**Exercise:** From the first line to the last, reproduce the records exactly as they appear below.

**Given data:**

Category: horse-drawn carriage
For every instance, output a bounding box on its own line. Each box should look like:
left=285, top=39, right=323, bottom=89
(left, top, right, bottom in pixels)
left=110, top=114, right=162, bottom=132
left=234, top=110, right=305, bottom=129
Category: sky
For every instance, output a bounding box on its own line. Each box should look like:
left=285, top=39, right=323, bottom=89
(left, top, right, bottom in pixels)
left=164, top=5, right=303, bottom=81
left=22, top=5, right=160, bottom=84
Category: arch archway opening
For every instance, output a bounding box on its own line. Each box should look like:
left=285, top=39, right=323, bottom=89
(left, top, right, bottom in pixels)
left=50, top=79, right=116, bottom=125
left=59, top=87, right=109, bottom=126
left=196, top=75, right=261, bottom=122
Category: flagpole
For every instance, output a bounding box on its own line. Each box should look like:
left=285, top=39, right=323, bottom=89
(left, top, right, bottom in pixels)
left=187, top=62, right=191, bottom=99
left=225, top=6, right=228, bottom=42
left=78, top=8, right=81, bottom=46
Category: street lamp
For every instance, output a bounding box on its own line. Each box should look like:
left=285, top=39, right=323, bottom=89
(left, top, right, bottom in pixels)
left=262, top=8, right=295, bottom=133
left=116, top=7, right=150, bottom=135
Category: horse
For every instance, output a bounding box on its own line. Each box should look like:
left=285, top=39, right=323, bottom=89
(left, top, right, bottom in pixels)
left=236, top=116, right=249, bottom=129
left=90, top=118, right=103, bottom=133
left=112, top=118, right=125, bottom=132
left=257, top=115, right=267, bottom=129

**Task solution:**
Category: horse-drawn carriage
For every instance, output a bounding box on its own line. Each box should look like:
left=285, top=39, right=323, bottom=89
(left, top, right, bottom in pixels)
left=110, top=114, right=162, bottom=132
left=234, top=110, right=305, bottom=129
Category: sky
For every instance, output a bounding box on its own line. Each box should look like:
left=285, top=39, right=323, bottom=89
(left, top, right, bottom in pixels)
left=164, top=5, right=303, bottom=81
left=22, top=5, right=160, bottom=84
Category: arch archway opening
For every instance, output a bounding box on its own line. Each box should look like:
left=285, top=39, right=323, bottom=89
(left, top, right, bottom in pixels)
left=50, top=79, right=116, bottom=125
left=59, top=87, right=109, bottom=126
left=196, top=75, right=261, bottom=122
Category: flagpole
For every instance, output a bounding box on its own line. Each box should look like:
left=285, top=39, right=323, bottom=89
(left, top, right, bottom in pixels)
left=187, top=62, right=191, bottom=99
left=225, top=6, right=228, bottom=42
left=78, top=8, right=81, bottom=46
Category: street lamp
For every instance, output a bounding box on its own line. Each box should look like:
left=285, top=39, right=323, bottom=89
(left, top, right, bottom in pixels)
left=262, top=8, right=295, bottom=133
left=116, top=7, right=150, bottom=135
Category: horse
For every instance, output a bounding box on its own line. Each box should look like:
left=285, top=39, right=323, bottom=89
(left, top, right, bottom in pixels)
left=236, top=116, right=249, bottom=129
left=90, top=118, right=103, bottom=133
left=112, top=118, right=125, bottom=132
left=257, top=115, right=267, bottom=129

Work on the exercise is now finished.